Try it
What is the number of lines below that include the string "blue"? Provide that number alone.
[Opening Data provided section]
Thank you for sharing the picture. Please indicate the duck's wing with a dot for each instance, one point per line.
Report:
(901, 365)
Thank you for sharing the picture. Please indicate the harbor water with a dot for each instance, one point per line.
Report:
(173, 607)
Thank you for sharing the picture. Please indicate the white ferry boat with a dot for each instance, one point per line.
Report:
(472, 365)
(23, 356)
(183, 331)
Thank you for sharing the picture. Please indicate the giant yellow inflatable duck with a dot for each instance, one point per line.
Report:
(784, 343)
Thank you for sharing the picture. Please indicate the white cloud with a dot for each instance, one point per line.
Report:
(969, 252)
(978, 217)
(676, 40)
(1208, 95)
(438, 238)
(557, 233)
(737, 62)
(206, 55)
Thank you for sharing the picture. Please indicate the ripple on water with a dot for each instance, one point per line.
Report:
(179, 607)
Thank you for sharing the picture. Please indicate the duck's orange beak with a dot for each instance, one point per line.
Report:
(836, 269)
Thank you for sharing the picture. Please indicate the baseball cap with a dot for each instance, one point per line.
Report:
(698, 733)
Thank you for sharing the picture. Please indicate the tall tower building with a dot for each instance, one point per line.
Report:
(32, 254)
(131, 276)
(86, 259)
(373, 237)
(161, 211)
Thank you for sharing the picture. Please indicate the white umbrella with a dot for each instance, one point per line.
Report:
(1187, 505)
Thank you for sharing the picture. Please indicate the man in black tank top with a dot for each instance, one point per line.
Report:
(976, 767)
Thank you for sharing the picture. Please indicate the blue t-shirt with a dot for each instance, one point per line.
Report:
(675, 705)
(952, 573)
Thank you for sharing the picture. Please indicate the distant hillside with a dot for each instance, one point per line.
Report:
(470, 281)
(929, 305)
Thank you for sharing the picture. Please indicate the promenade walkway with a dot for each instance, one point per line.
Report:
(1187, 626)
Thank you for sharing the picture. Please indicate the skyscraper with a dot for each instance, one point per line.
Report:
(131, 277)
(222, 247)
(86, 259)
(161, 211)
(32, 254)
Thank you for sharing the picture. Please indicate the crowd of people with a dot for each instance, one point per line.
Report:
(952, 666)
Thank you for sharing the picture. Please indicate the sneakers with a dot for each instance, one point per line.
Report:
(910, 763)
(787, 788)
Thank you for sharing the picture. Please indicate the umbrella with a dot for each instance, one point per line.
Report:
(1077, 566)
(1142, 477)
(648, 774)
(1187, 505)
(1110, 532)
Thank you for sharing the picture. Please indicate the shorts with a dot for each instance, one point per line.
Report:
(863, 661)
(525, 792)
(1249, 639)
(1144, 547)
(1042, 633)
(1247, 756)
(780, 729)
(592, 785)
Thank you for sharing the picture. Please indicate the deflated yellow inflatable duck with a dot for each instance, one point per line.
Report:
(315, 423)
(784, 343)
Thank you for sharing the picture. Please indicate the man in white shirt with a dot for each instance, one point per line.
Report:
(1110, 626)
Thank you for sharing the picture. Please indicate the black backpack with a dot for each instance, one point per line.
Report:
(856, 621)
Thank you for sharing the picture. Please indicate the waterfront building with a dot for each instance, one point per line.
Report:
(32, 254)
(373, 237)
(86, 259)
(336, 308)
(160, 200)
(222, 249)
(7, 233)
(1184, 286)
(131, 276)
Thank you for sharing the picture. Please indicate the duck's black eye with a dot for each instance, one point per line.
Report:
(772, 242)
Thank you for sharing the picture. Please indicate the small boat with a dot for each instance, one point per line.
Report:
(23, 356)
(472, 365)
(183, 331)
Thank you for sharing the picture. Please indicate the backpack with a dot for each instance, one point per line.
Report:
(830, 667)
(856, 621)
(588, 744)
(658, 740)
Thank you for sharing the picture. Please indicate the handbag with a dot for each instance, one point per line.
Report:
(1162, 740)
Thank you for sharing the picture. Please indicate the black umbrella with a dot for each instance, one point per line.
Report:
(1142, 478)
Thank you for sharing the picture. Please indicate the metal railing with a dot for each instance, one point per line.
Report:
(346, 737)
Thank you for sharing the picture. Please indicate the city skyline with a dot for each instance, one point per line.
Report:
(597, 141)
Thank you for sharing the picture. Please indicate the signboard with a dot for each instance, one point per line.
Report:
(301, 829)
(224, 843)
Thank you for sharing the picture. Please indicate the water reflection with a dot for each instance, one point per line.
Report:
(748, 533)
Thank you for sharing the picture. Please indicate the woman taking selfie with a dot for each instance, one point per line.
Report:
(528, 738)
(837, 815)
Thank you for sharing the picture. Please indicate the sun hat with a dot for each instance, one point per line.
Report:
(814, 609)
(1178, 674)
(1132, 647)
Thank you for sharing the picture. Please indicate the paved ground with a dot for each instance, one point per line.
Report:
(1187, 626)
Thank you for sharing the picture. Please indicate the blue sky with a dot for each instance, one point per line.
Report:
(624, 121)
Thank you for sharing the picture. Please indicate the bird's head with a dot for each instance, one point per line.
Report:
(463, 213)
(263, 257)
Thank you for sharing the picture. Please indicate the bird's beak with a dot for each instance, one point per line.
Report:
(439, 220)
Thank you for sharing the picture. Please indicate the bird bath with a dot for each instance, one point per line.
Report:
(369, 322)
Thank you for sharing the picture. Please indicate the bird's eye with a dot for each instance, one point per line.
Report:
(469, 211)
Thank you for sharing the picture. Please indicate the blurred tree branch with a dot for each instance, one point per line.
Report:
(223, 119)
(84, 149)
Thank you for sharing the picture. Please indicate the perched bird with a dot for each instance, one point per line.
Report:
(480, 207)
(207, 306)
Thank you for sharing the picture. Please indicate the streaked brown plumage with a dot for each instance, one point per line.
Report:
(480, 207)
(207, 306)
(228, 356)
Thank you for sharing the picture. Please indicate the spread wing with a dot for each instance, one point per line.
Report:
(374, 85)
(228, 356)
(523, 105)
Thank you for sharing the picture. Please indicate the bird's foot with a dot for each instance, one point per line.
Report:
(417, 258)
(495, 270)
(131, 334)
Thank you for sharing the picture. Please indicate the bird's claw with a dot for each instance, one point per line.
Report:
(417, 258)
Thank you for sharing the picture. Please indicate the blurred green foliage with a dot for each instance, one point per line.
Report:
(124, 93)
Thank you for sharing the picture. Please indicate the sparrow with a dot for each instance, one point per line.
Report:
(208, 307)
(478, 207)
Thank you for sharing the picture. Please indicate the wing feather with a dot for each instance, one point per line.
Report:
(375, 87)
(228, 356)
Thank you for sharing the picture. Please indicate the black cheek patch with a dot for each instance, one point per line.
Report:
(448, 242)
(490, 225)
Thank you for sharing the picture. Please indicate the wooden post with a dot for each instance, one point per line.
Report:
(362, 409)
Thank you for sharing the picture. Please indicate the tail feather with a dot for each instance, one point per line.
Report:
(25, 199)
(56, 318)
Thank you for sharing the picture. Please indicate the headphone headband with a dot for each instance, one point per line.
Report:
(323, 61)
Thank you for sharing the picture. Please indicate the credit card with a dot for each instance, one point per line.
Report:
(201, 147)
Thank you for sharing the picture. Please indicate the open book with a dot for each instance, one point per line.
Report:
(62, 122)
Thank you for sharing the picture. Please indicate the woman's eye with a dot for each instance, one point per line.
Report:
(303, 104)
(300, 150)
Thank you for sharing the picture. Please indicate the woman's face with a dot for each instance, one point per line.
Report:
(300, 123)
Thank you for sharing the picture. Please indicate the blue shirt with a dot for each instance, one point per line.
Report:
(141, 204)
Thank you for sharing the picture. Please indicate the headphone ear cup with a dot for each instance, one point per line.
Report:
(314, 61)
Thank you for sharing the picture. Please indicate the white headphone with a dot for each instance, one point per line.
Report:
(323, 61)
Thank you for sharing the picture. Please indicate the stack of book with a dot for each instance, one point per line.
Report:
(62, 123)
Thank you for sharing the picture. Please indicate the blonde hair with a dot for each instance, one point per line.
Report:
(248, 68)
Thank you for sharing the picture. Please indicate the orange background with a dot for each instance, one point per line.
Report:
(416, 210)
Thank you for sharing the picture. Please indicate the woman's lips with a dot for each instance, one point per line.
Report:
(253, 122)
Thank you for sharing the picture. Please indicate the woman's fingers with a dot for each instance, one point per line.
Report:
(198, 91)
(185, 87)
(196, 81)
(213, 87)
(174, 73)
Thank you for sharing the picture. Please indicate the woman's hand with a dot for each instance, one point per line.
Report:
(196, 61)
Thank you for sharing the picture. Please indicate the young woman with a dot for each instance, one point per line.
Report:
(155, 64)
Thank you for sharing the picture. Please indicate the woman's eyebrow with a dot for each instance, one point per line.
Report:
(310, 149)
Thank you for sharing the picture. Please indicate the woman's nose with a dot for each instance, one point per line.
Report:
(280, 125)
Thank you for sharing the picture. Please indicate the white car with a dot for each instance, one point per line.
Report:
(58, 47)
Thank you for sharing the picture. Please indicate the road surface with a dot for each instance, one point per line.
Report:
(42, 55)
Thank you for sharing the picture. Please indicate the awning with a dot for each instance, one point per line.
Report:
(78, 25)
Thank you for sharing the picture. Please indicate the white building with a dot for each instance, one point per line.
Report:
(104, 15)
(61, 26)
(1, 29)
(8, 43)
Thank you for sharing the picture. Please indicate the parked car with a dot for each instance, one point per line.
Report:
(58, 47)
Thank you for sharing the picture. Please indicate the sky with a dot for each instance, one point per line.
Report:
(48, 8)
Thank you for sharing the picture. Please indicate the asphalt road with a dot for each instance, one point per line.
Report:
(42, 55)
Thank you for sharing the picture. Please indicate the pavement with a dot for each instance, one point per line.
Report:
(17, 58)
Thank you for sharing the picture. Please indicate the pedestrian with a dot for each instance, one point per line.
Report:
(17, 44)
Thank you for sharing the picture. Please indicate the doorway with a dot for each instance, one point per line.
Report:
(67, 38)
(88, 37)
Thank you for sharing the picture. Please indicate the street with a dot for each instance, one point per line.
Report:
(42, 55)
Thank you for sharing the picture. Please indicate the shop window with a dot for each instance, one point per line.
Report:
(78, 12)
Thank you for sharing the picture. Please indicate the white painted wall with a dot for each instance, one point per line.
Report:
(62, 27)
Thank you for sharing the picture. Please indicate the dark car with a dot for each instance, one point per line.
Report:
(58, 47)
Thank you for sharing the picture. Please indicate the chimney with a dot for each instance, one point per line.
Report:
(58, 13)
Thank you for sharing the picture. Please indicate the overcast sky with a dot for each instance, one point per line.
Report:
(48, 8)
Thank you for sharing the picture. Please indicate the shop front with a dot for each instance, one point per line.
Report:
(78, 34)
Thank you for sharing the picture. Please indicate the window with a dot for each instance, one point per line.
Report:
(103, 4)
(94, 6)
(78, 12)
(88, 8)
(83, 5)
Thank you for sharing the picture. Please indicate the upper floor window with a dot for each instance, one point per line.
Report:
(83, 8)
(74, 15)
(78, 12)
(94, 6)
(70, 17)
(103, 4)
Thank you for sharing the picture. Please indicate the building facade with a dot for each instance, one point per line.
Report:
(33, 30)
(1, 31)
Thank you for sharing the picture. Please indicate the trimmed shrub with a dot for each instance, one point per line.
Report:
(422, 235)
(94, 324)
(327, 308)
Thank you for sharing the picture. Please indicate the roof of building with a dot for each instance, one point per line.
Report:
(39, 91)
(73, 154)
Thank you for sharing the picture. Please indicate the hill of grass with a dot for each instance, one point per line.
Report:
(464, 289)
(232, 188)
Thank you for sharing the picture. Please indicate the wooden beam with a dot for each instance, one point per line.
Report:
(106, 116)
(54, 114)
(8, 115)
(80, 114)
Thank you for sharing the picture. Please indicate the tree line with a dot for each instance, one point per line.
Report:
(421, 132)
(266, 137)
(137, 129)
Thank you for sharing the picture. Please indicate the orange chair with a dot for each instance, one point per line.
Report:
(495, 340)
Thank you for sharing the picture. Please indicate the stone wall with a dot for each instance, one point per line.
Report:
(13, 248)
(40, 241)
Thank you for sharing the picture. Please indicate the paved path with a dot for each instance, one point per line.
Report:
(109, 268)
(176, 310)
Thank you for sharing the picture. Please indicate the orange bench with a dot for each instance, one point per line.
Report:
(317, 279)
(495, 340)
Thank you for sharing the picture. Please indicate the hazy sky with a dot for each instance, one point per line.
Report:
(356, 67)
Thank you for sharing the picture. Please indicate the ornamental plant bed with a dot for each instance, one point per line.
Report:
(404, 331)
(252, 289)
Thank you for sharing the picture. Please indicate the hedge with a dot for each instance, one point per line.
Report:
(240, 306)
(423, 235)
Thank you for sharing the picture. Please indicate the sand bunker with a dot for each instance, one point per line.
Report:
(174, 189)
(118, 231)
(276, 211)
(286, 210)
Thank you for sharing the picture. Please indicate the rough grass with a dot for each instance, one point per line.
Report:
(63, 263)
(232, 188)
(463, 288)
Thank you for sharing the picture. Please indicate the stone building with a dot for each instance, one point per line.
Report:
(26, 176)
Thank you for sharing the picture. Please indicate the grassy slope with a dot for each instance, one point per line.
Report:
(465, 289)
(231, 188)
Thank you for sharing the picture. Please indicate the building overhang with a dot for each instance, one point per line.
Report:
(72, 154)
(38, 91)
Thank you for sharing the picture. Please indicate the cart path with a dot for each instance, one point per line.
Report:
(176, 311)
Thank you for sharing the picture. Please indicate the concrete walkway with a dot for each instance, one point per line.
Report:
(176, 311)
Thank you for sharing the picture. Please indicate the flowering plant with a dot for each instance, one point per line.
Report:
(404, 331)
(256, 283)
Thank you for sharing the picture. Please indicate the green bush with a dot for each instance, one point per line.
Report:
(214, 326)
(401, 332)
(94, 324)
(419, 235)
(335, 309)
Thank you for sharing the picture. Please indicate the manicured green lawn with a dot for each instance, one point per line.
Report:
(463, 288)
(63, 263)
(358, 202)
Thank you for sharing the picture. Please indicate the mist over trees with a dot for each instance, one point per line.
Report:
[Closing Data provided section]
Answer section
3